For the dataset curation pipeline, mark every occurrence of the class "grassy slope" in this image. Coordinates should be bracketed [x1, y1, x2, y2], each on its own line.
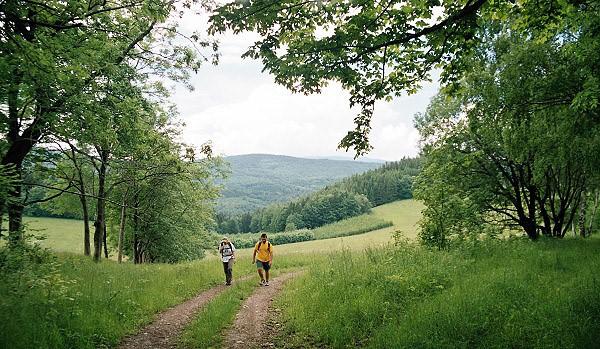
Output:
[232, 200, 423, 255]
[278, 237, 600, 348]
[24, 200, 423, 255]
[23, 217, 86, 254]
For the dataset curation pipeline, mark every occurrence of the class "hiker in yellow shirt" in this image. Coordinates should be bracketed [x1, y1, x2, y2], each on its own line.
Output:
[252, 233, 273, 286]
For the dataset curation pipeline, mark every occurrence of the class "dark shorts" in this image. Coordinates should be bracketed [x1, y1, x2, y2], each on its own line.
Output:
[256, 261, 271, 271]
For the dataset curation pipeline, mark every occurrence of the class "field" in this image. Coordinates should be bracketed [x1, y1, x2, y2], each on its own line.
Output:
[16, 217, 87, 254]
[232, 200, 423, 255]
[24, 200, 423, 254]
[276, 237, 600, 348]
[0, 200, 600, 348]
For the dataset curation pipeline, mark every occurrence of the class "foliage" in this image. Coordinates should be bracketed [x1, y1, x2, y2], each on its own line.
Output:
[0, 0, 216, 242]
[217, 188, 371, 234]
[217, 154, 380, 213]
[276, 238, 600, 348]
[217, 158, 421, 234]
[331, 158, 421, 206]
[312, 213, 393, 240]
[211, 0, 597, 155]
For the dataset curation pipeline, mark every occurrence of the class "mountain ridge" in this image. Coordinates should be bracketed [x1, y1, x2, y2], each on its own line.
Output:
[217, 154, 381, 214]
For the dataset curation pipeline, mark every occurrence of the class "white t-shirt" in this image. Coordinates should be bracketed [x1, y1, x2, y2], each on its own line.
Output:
[219, 241, 235, 263]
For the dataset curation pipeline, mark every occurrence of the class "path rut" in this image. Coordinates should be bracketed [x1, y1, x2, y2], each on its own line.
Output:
[223, 271, 302, 349]
[118, 276, 250, 349]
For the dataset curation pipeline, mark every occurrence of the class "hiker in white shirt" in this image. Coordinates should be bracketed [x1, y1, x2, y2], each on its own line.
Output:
[219, 236, 235, 286]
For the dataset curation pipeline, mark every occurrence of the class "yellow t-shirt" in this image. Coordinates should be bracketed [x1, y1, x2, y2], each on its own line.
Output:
[254, 240, 273, 262]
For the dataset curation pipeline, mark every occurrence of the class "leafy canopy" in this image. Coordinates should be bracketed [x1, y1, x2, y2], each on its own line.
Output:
[211, 0, 590, 156]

• YOUR TASK:
Reproduce the material word for word, beginning with its first line and stopping after the line that contains "[252, 233, 273, 286]". Leave the picture out of your copy.

• SOLVED PROBLEM:
For the dataset curation pipeline, mark every occurrence of the class "grassy slope" in this image. Coordinates should be bracketed [x1, y1, x2, y2], each on its own line.
Output:
[232, 200, 423, 255]
[278, 237, 600, 348]
[24, 200, 423, 255]
[23, 217, 86, 254]
For the dataset curation pipeline, mark every occurrence of the class "hiker in yellow shirt" in this image. Coordinates should be bracketed [x1, y1, x2, y2], each on its own line.
Output:
[252, 233, 273, 286]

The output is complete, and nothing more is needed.